Extracted entries:
----

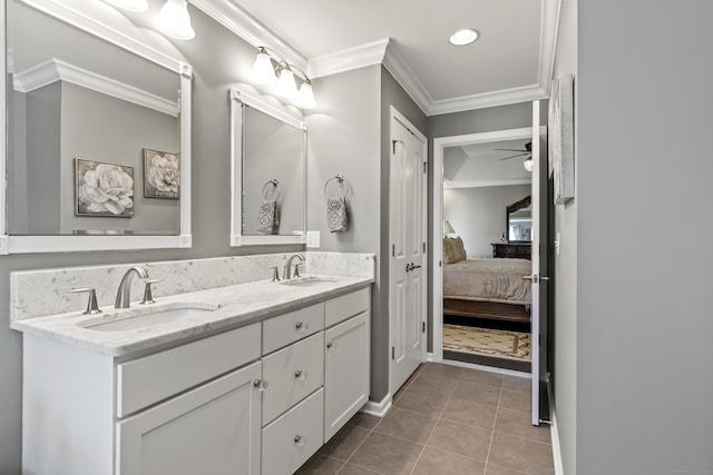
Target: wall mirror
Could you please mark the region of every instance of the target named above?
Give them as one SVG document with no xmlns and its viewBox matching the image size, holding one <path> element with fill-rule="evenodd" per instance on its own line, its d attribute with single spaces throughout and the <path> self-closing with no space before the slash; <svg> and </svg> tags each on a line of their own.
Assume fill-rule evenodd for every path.
<svg viewBox="0 0 713 475">
<path fill-rule="evenodd" d="M 306 125 L 256 95 L 231 89 L 232 246 L 303 244 Z"/>
<path fill-rule="evenodd" d="M 189 247 L 191 68 L 104 2 L 4 7 L 2 251 Z"/>
<path fill-rule="evenodd" d="M 508 243 L 533 240 L 533 206 L 530 197 L 525 197 L 507 207 Z"/>
</svg>

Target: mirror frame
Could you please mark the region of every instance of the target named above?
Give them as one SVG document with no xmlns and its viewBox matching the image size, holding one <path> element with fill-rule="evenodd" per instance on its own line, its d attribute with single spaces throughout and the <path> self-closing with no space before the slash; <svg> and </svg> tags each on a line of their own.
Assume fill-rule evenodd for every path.
<svg viewBox="0 0 713 475">
<path fill-rule="evenodd" d="M 4 180 L 0 180 L 0 255 L 28 253 L 66 253 L 86 250 L 128 250 L 158 248 L 189 248 L 191 235 L 191 88 L 193 69 L 189 65 L 170 58 L 167 55 L 145 44 L 135 34 L 118 31 L 96 18 L 75 10 L 56 0 L 21 0 L 28 6 L 49 16 L 65 21 L 76 28 L 109 41 L 120 48 L 138 55 L 149 61 L 178 73 L 180 78 L 179 113 L 180 113 L 180 204 L 179 234 L 172 236 L 71 236 L 71 235 L 38 235 L 13 236 L 7 232 L 7 188 Z M 7 0 L 0 0 L 0 22 L 7 26 Z M 0 34 L 0 71 L 7 77 L 7 28 Z M 0 176 L 7 172 L 7 89 L 3 85 L 0 91 Z"/>
<path fill-rule="evenodd" d="M 515 211 L 519 211 L 522 208 L 527 208 L 533 204 L 531 195 L 526 196 L 519 201 L 515 201 L 512 205 L 505 208 L 505 236 L 508 237 L 508 243 L 531 243 L 533 240 L 510 240 L 510 215 Z"/>
<path fill-rule="evenodd" d="M 285 245 L 306 243 L 306 137 L 303 141 L 303 188 L 302 197 L 302 234 L 301 235 L 267 235 L 253 236 L 243 234 L 243 108 L 242 103 L 253 107 L 263 113 L 295 127 L 306 133 L 307 126 L 304 120 L 300 120 L 285 111 L 265 102 L 256 96 L 252 96 L 238 88 L 229 89 L 231 97 L 231 246 L 255 246 L 255 245 Z"/>
</svg>

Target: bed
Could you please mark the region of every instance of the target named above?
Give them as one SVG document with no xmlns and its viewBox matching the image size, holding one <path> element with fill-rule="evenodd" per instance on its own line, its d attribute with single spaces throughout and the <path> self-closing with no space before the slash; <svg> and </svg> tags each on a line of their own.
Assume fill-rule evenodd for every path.
<svg viewBox="0 0 713 475">
<path fill-rule="evenodd" d="M 443 314 L 529 323 L 527 259 L 467 259 L 462 240 L 443 238 Z"/>
</svg>

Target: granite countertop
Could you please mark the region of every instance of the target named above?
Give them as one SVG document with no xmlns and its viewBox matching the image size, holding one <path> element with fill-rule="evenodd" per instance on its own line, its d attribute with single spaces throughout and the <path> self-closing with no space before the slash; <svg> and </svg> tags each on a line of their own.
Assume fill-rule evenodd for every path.
<svg viewBox="0 0 713 475">
<path fill-rule="evenodd" d="M 284 285 L 270 280 L 217 287 L 157 299 L 155 304 L 130 308 L 101 307 L 102 313 L 82 315 L 82 310 L 46 317 L 26 318 L 11 323 L 11 327 L 26 334 L 50 338 L 109 356 L 124 356 L 187 338 L 199 338 L 202 334 L 232 329 L 267 317 L 367 287 L 371 277 L 316 276 L 302 279 L 309 285 Z M 296 279 L 300 280 L 300 279 Z M 119 320 L 145 315 L 191 303 L 196 308 L 216 308 L 214 311 L 195 311 L 175 321 L 159 323 L 136 329 L 98 330 L 85 328 L 89 319 Z M 82 326 L 84 325 L 84 326 Z"/>
</svg>

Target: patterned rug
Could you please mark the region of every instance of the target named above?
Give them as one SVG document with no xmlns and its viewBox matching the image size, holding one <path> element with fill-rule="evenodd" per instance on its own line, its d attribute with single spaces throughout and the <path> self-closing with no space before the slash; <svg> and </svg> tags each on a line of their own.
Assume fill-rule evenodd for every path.
<svg viewBox="0 0 713 475">
<path fill-rule="evenodd" d="M 443 349 L 529 362 L 530 335 L 443 324 Z"/>
</svg>

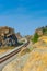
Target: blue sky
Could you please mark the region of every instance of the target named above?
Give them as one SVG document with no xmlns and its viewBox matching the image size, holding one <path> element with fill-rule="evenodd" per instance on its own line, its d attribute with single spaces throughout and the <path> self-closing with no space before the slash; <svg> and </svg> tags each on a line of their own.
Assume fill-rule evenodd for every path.
<svg viewBox="0 0 47 71">
<path fill-rule="evenodd" d="M 0 0 L 0 26 L 31 35 L 47 25 L 47 0 Z"/>
</svg>

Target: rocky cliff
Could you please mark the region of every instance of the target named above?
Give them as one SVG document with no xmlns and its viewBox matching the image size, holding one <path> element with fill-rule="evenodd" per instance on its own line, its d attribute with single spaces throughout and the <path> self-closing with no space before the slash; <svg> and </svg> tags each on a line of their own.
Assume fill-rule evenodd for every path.
<svg viewBox="0 0 47 71">
<path fill-rule="evenodd" d="M 1 46 L 16 46 L 17 37 L 13 28 L 4 26 L 0 27 L 0 47 Z"/>
</svg>

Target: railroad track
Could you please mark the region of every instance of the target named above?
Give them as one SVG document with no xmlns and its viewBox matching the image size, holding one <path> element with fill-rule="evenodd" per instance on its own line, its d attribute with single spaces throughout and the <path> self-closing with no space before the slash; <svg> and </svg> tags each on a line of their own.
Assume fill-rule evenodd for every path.
<svg viewBox="0 0 47 71">
<path fill-rule="evenodd" d="M 16 55 L 17 52 L 20 52 L 23 47 L 26 47 L 26 46 L 28 45 L 28 43 L 30 43 L 30 42 L 25 43 L 25 44 L 24 44 L 22 47 L 20 47 L 19 49 L 16 49 L 16 50 L 14 50 L 14 51 L 12 51 L 12 52 L 10 52 L 10 54 L 3 56 L 2 58 L 0 58 L 0 63 L 4 62 L 4 61 L 8 60 L 9 58 L 11 58 L 11 57 L 13 57 L 14 55 Z"/>
</svg>

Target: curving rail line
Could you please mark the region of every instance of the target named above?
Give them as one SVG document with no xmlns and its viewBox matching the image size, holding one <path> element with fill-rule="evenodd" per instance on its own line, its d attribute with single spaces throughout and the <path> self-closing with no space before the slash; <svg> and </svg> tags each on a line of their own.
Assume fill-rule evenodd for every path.
<svg viewBox="0 0 47 71">
<path fill-rule="evenodd" d="M 10 54 L 8 54 L 8 55 L 1 57 L 1 58 L 0 58 L 0 63 L 4 62 L 4 61 L 8 60 L 9 58 L 11 58 L 11 57 L 13 57 L 14 55 L 16 55 L 19 51 L 21 51 L 21 49 L 22 49 L 23 47 L 26 47 L 26 46 L 28 45 L 28 43 L 30 43 L 30 42 L 25 43 L 25 44 L 24 44 L 23 46 L 21 46 L 19 49 L 13 50 L 12 52 L 10 52 Z"/>
</svg>

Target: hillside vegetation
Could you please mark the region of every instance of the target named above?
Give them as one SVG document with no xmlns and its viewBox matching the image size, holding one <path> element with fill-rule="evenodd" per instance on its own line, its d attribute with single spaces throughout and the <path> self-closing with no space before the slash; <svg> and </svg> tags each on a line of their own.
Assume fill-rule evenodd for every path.
<svg viewBox="0 0 47 71">
<path fill-rule="evenodd" d="M 47 36 L 47 26 L 37 28 L 37 29 L 35 31 L 35 34 L 34 34 L 33 38 L 32 38 L 32 42 L 33 42 L 33 43 L 38 42 L 38 38 L 39 38 L 40 36 L 43 36 L 43 35 L 46 35 L 46 36 Z"/>
</svg>

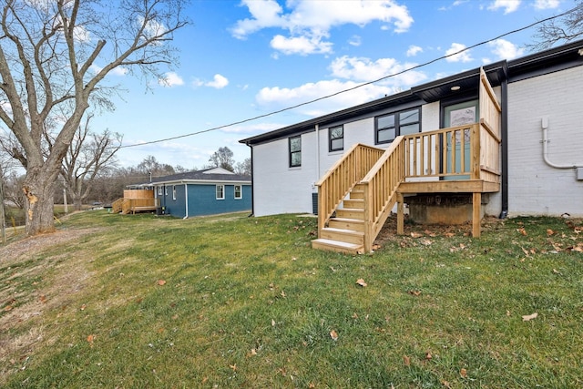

----

Given problem: Write out the lines starting with the one that contains "Target: hillside vegetation" and going on through the end of the items, including both ends, and leave the pictures out of your answer.

Completed exercise:
Target: hillside vegetation
Could you please mark the region of every instance of the target named above?
Give them as one SVG document with no xmlns and its viewBox matching the image size, holding one <path> element with fill-rule="evenodd" per instance on its own line, its d attribute with single spaces throughout and the <path> self-closing with no space before the slash; <svg> and </svg> tags each on a line of their own.
Assume fill-rule evenodd for every path.
<svg viewBox="0 0 47 71">
<path fill-rule="evenodd" d="M 47 36 L 47 26 L 37 28 L 37 29 L 35 31 L 35 34 L 34 34 L 33 38 L 32 38 L 32 42 L 33 42 L 33 43 L 38 42 L 38 38 L 39 38 L 40 36 L 43 36 L 43 35 L 46 35 L 46 36 Z"/>
</svg>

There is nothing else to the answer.